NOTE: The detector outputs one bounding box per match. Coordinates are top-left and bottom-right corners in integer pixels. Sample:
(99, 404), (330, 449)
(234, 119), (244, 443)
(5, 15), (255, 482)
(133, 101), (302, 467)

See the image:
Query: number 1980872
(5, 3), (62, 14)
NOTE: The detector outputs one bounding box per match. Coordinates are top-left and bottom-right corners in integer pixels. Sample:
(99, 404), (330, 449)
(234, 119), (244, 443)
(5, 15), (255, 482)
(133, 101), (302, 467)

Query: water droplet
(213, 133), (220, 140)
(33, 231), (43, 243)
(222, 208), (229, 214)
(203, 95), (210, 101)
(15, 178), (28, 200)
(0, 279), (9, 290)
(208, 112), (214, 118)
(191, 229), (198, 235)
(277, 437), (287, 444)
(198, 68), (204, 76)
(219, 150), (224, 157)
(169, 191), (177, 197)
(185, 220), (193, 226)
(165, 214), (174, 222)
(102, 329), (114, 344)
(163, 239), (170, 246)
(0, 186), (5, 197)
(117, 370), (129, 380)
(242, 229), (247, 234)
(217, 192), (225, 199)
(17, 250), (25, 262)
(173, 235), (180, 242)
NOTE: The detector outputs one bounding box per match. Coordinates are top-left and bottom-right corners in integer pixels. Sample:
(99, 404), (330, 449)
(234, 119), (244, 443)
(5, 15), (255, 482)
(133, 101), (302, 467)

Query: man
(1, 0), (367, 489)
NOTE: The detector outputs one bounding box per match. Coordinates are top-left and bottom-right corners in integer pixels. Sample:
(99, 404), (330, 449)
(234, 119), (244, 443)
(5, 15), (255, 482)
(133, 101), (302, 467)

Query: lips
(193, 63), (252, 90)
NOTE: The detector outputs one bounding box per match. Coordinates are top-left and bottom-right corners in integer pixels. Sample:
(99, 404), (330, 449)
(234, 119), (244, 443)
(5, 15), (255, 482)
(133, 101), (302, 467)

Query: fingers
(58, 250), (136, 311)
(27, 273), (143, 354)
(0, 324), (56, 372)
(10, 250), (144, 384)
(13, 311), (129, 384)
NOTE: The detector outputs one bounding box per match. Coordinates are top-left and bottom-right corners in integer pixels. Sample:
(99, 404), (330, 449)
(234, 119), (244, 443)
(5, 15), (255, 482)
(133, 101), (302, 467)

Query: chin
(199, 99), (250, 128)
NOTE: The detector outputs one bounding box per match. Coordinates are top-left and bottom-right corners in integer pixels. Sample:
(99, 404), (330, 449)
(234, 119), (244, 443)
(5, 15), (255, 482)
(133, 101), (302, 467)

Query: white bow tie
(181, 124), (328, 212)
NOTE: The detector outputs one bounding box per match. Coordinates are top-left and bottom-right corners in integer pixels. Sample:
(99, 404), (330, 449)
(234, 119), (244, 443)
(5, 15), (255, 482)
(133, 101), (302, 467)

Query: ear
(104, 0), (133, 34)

**EXERCISE DETAILS**
Print the line that contains "Query: fingers", then every later line of the entries above up to and including the last, all exactly as written.

**RESPONSE**
Query: fingers
(58, 250), (136, 311)
(27, 273), (143, 354)
(0, 324), (56, 372)
(10, 250), (144, 384)
(13, 311), (129, 384)
NOTE: The detector outputs one bounding box per match. Coordinates are top-left and bottom-right corners in integer pixels. Sample:
(99, 404), (330, 449)
(234, 119), (244, 443)
(5, 15), (255, 482)
(133, 101), (302, 467)

Query: chin
(199, 99), (250, 128)
NOTE: The detector outputs one bounding box per match. Coordinates are top-left and bottom-right corners in integer pixels. Sample:
(99, 404), (330, 449)
(234, 119), (244, 443)
(5, 15), (255, 482)
(133, 101), (302, 467)

Query: white bow tie
(181, 124), (328, 212)
NOTE: The detector outputs one bounding box per match. Coordinates are top-left and bottom-right corners in integer pixels. Sample:
(99, 404), (330, 449)
(234, 119), (244, 443)
(5, 15), (255, 482)
(133, 101), (302, 467)

Query: ear
(104, 0), (133, 34)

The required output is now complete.